◆ WHAT THIS TASK INVOLVES
Exact copies of the records below are needed, free of pictures.

+++ ENTRIES PROVIDED

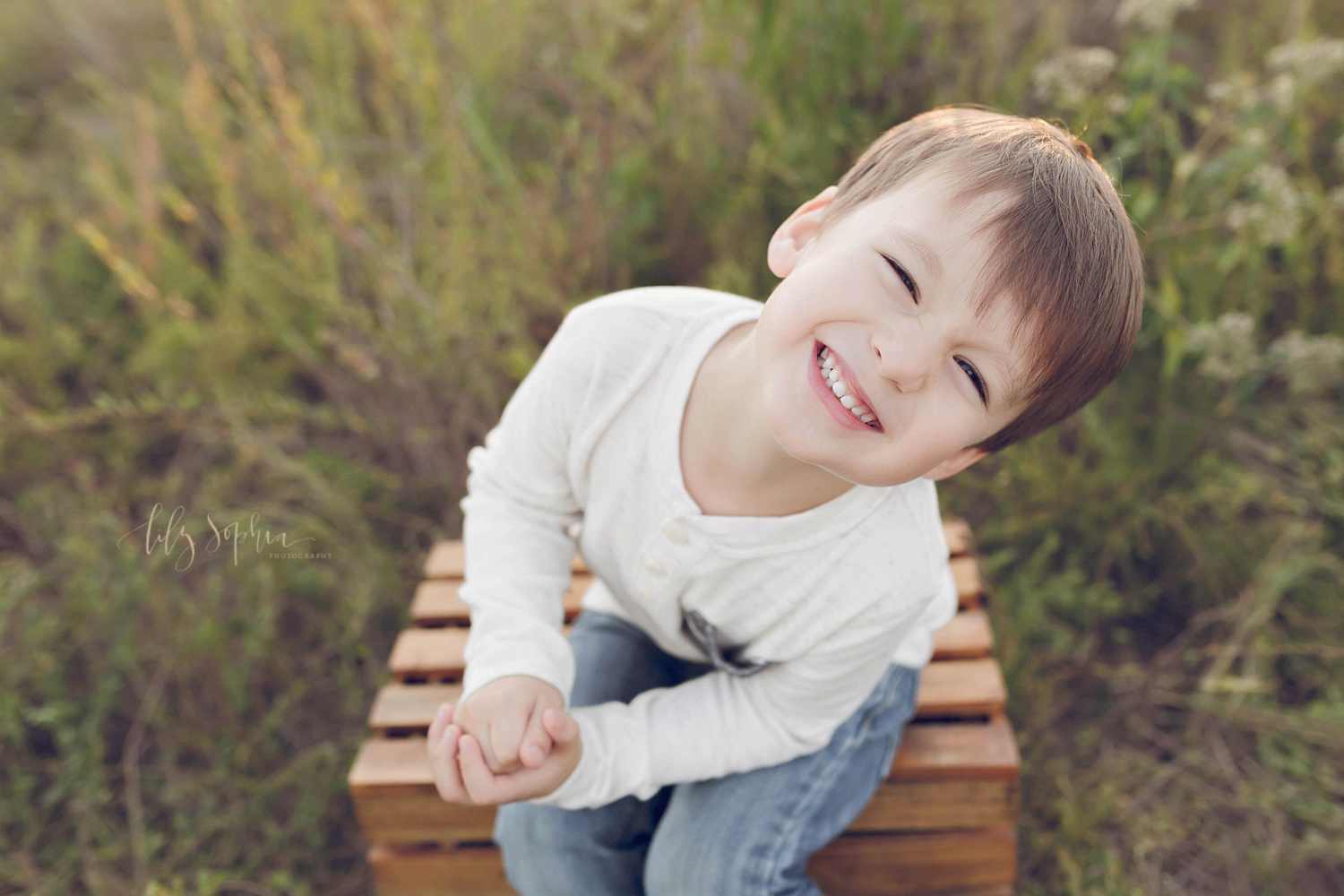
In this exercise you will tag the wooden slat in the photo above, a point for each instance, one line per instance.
(949, 689)
(398, 707)
(435, 602)
(945, 777)
(433, 653)
(965, 637)
(940, 805)
(946, 750)
(437, 653)
(961, 688)
(446, 560)
(929, 751)
(457, 872)
(981, 861)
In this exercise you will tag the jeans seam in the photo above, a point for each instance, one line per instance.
(787, 844)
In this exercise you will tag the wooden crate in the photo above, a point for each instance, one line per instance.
(943, 823)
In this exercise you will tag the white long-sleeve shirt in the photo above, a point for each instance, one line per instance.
(589, 446)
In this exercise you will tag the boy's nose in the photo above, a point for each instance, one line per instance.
(908, 362)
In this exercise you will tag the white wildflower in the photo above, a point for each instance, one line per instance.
(1066, 77)
(1150, 15)
(1311, 365)
(1226, 347)
(1274, 212)
(1279, 91)
(1311, 62)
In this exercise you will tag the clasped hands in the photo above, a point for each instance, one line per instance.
(508, 740)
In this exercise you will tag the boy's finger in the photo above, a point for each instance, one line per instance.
(444, 761)
(478, 780)
(441, 719)
(500, 751)
(537, 742)
(562, 727)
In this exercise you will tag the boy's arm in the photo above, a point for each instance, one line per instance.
(518, 511)
(720, 724)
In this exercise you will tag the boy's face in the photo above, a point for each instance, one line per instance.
(887, 289)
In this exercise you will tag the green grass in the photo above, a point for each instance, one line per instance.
(289, 261)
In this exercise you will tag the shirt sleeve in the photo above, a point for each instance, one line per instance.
(518, 516)
(719, 724)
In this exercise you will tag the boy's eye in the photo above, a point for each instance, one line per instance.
(905, 279)
(975, 378)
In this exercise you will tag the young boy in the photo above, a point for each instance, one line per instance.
(752, 487)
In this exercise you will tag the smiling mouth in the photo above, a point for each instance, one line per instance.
(846, 394)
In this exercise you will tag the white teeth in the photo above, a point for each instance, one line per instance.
(841, 390)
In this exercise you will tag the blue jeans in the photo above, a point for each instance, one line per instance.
(742, 834)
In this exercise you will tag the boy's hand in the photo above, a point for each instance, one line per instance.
(461, 775)
(505, 720)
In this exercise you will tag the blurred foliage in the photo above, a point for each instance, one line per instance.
(289, 260)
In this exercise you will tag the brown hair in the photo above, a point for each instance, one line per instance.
(1066, 255)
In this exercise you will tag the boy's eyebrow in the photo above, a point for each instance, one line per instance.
(921, 246)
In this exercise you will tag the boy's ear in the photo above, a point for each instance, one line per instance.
(956, 463)
(796, 233)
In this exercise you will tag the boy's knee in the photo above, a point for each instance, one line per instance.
(707, 864)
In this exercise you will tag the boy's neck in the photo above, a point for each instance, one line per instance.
(730, 462)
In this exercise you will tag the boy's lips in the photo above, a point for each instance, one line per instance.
(851, 382)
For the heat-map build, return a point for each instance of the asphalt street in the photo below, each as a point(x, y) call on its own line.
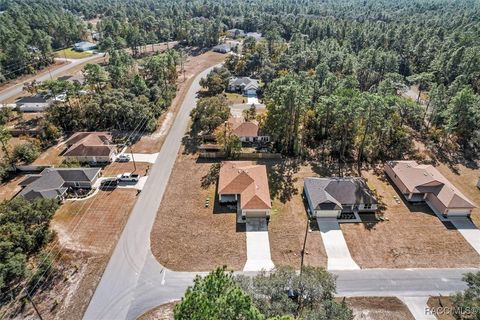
point(18, 88)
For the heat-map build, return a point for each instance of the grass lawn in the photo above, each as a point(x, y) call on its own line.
point(235, 98)
point(187, 236)
point(72, 54)
point(410, 237)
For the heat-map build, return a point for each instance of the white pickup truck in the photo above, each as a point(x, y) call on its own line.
point(128, 177)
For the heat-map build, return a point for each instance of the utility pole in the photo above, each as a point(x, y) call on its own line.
point(34, 306)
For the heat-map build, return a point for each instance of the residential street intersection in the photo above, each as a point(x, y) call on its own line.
point(134, 281)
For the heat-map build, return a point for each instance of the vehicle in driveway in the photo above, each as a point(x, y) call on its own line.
point(123, 158)
point(128, 177)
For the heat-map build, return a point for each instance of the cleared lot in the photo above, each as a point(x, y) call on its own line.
point(411, 236)
point(288, 223)
point(86, 232)
point(186, 235)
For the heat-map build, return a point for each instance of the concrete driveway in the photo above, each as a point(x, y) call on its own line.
point(338, 255)
point(258, 246)
point(468, 230)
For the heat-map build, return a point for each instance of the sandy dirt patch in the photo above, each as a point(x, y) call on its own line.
point(288, 223)
point(186, 235)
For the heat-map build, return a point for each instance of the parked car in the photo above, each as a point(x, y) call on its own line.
point(128, 177)
point(123, 158)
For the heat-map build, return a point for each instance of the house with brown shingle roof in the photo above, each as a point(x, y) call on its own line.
point(247, 131)
point(92, 147)
point(246, 184)
point(424, 183)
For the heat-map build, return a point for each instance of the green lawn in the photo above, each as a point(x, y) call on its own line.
point(71, 54)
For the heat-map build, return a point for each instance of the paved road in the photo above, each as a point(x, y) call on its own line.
point(18, 88)
point(135, 282)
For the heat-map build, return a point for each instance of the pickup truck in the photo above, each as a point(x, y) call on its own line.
point(128, 177)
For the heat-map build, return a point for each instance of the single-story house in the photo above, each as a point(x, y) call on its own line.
point(77, 77)
point(53, 183)
point(246, 85)
point(84, 46)
point(92, 147)
point(234, 33)
point(424, 183)
point(33, 104)
point(330, 197)
point(222, 48)
point(255, 35)
point(246, 184)
point(247, 131)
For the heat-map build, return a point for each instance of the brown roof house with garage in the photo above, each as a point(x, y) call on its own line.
point(91, 147)
point(423, 183)
point(334, 196)
point(53, 183)
point(246, 184)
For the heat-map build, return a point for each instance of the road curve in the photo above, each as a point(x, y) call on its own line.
point(115, 292)
point(18, 88)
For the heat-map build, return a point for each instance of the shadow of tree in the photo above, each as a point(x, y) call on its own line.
point(211, 177)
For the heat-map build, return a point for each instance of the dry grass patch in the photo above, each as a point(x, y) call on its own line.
point(187, 236)
point(87, 232)
point(288, 223)
point(9, 189)
point(94, 224)
point(411, 237)
point(51, 156)
point(378, 308)
point(163, 312)
point(116, 168)
point(465, 179)
point(437, 303)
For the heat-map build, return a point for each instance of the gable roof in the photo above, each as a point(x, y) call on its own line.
point(32, 99)
point(247, 180)
point(89, 144)
point(420, 178)
point(334, 193)
point(242, 128)
point(51, 182)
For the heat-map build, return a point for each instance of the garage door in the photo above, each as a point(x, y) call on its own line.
point(458, 213)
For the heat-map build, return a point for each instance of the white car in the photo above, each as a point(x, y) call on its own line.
point(123, 158)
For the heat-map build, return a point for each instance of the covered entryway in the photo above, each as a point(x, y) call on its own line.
point(258, 245)
point(338, 255)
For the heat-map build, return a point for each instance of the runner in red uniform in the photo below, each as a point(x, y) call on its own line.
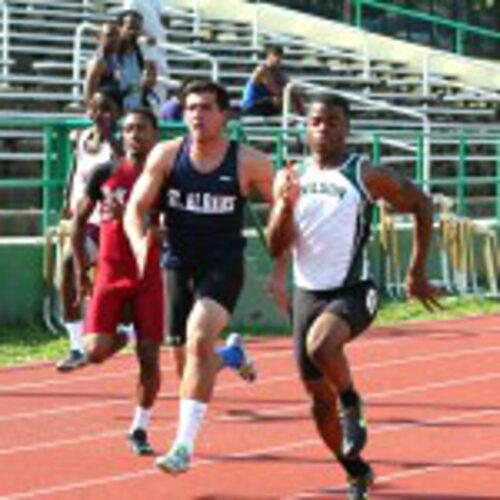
point(119, 290)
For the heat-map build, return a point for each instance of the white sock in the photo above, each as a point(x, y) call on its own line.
point(75, 333)
point(191, 415)
point(141, 419)
point(128, 330)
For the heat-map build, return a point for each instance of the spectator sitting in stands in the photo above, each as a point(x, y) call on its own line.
point(263, 93)
point(153, 29)
point(171, 109)
point(94, 145)
point(102, 72)
point(150, 98)
point(131, 62)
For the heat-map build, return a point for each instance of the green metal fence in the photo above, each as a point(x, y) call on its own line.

++++++

◆ RESULT OF THE EXERCISE
In this exercise you will tag the wooden slat in the photo above, a point for each instance, one line per instance.
(949, 689)
(398, 707)
(435, 602)
(945, 777)
(433, 653)
(965, 637)
(940, 805)
(946, 750)
(437, 653)
(961, 688)
(446, 560)
(929, 751)
(457, 872)
(981, 861)
In this exercise you will tag the jeans seam in the photo above, a point for each instance, one line per instance.
(787, 844)
In this exercise you will tag the wooden crate in the photo above, a point for each instance, one line per instance.
(943, 823)
In this exercise you will tag the white long-sleeve shirt in the photo above, a point for each instance, one line per instance.
(589, 446)
In this exercise you will tag the boy's nose in the photo above, a point for each instance, one line per instance.
(908, 362)
In this exercise you will tag the white wildflower in the photo above, a point for each instance, one line per instance.
(1066, 77)
(1150, 15)
(1311, 365)
(1226, 347)
(1274, 212)
(1279, 91)
(1311, 62)
In this exercise you will tag the clasped hands in the photo above, a point for each instance, one line per instance.
(508, 740)
In this exercise you will tag the boy's finger in the photo above, a point for each instance, one line per instance.
(444, 761)
(478, 780)
(441, 719)
(500, 751)
(537, 742)
(562, 727)
In this exercise you will tag the boy's arm in the photo above, a point for each instance, one line per instance.
(518, 511)
(720, 724)
In this exercise you will tag the boy's face in the photo above, a point for each instance, one line per instance.
(887, 289)
In this exercise you will tag the green grass in the photo above, a point for each instance, one line per instance.
(289, 261)
In this exercise you will tag the shirt sleeve in the photo above, a point for each instance, one line per instance.
(518, 516)
(719, 724)
In this exercise you will tag the boy's eye in the photo above, a point for each instance, one line per instance.
(905, 279)
(975, 378)
In this exercise you will tag the young boy in the photo above, a point for each instance, one line per instance.
(752, 487)
In this exercise you will tag the smiling mouth in the photo above, a point for each instance, one line per instance.
(846, 394)
In this exercise you will tag the white teeth in the photo above, a point for each instance, one line per instance.
(841, 390)
In this exercise you will tag the blue jeans in the photo above, a point for each instance, one line per instance.
(742, 834)
In this exercise you will tag the boy's hand in the photo above, a point for each instance, one line per instance.
(461, 775)
(505, 720)
In this exercise you will tag the blurred foliage in the photo above, a point for each instance, one line per instance.
(289, 260)
In this exercise you will tag the brown hair in the photo above, a point for each instance, one line per instance.
(1066, 255)
In this exercise you will tag the boy's eyebrow in the photo above, a point for each instance, one line per instance.
(921, 246)
In this exercise you will tag the boy's ear in the photo above, a point for each instance, one line per instance.
(956, 463)
(796, 233)
In this exercise you will tag the boy's knee in the photo above, a point for each instance, one line per instance.
(707, 864)
In this exercise you will tag the boy's neck in the photo above, a point for each instance, one line per instance.
(730, 462)
In this exercise you will tag the boy's lips in the photo above, a point for each instance, one line per instance.
(851, 382)
For the heat-map build, return a point for each instance of the asphalt street in the photo below, each as a point(x, y) call on its own line.
point(18, 88)
For the heat-map build, return a point for each instance of the grass lawn in the photo above, each as a point(x, y) call on its own line.
point(235, 98)
point(187, 236)
point(72, 54)
point(410, 237)
For the heat-map build, return a point for each instance of the white pickup truck in the photo above, each as a point(x, y) call on its own line.
point(128, 177)
For the heat-map build, return a point for each instance of the utility pole in the photo above, each as a point(x, y) call on its own line.
point(34, 306)
For the heat-map build, return a point for each instance of the residential street intersection in the photo above, each as a point(x, y) call on its own line.
point(134, 281)
For the heat-map build, return a point for each instance of the vehicle in driveway in the photo above, each as a point(x, y) call on its own line.
point(123, 158)
point(128, 177)
For the heat-map build, return a point for each instance of the cleared lot in the photo above, each as a point(x, y) call on its own line.
point(411, 236)
point(288, 223)
point(86, 232)
point(186, 235)
For the heat-map build, return a point for each instance of the concrete driveway in the photo above, each as a point(x, y) call on its own line.
point(338, 255)
point(258, 246)
point(468, 230)
For the heat-map build, return a point for each instance of the sandy dirt patch in the photo above, each as a point(x, y) call on its own line.
point(288, 223)
point(186, 235)
For the heat-map build, return a point for each instance of the parked car in the photo above, each as a point(x, y) call on its own line.
point(128, 177)
point(123, 158)
For the heat-map build, return a point for each instance of the house with brown shingle roof in the photo above, each as a point(x, y) call on its own line.
point(247, 131)
point(92, 147)
point(246, 184)
point(424, 183)
For the heat-map build, return a point for each instance of the green lawn in the photo above, each as a point(x, y) call on its own line.
point(71, 54)
For the heat-map build, return a point for each instance of the paved road in the photo above, each as a point(x, y) call on its own line.
point(18, 88)
point(135, 282)
For the heat-map build, return a point for each instance of the pickup truck in the photo above, each as a point(x, y) call on its own line.
point(128, 177)
For the heat-map build, return a point for each instance of the single-story house in the photo above, each as a point(x, y) call on its own line.
point(77, 77)
point(53, 183)
point(246, 85)
point(84, 46)
point(92, 147)
point(234, 33)
point(424, 183)
point(33, 104)
point(330, 197)
point(222, 48)
point(255, 35)
point(246, 184)
point(247, 131)
For the heat-map build, return a point for each instance of the brown roof house with garage in the photo above, each as a point(x, y) call on its own line.
point(91, 147)
point(423, 183)
point(334, 196)
point(53, 183)
point(246, 184)
For the heat-map build, return a point for each instance of the road curve in the photo above, each as a point(x, y) call on its own line.
point(115, 292)
point(18, 88)
For the heat-map build, return a point for each instance of the shadow of tree in the photo above, each as a point(x, y) call on its own line.
point(211, 177)
For the heat-map build, return a point for each instance of the dry grass patch in the photo above, each as a point(x, y) call on its own line.
point(187, 236)
point(87, 232)
point(288, 223)
point(9, 189)
point(94, 224)
point(411, 237)
point(51, 156)
point(378, 308)
point(163, 312)
point(116, 168)
point(465, 179)
point(437, 303)
For the heat-map build, return a point for each instance of the gable roof in the photo above, each as a point(x, y) call on its own line.
point(32, 99)
point(247, 180)
point(89, 144)
point(420, 178)
point(334, 193)
point(242, 128)
point(51, 182)
For the heat-map build, return a point for each instance of the garage door in the photo above, each as a point(x, y) call on its own line.
point(458, 213)
For the heat-map build, return a point for each instance of the white car in the photo above, each as a point(x, y) call on its own line.
point(123, 158)
For the heat-map build, return a point for each instance of the covered entryway in the photo above, each as a point(x, y) call on its own line.
point(258, 245)
point(338, 255)
For the heat-map build, return a point for each instance of the runner in red uniform in the photo below, each as a point(x, y) call on its own line.
point(119, 290)
For the heat-map build, return a point for each instance of the white sock in the photo above, each as a point(x, y) call on its own line.
point(75, 333)
point(191, 415)
point(141, 419)
point(128, 330)
For the heat-map build, return a point for each instance of the spectator sitting in stands in the photo above, each as a point(x, y) call on its own line.
point(263, 93)
point(153, 29)
point(171, 109)
point(94, 145)
point(102, 72)
point(150, 98)
point(131, 62)
For the heat-map build, return a point for each instance of the green metal fence in the photo above, each as a point(x, y) call on its own line.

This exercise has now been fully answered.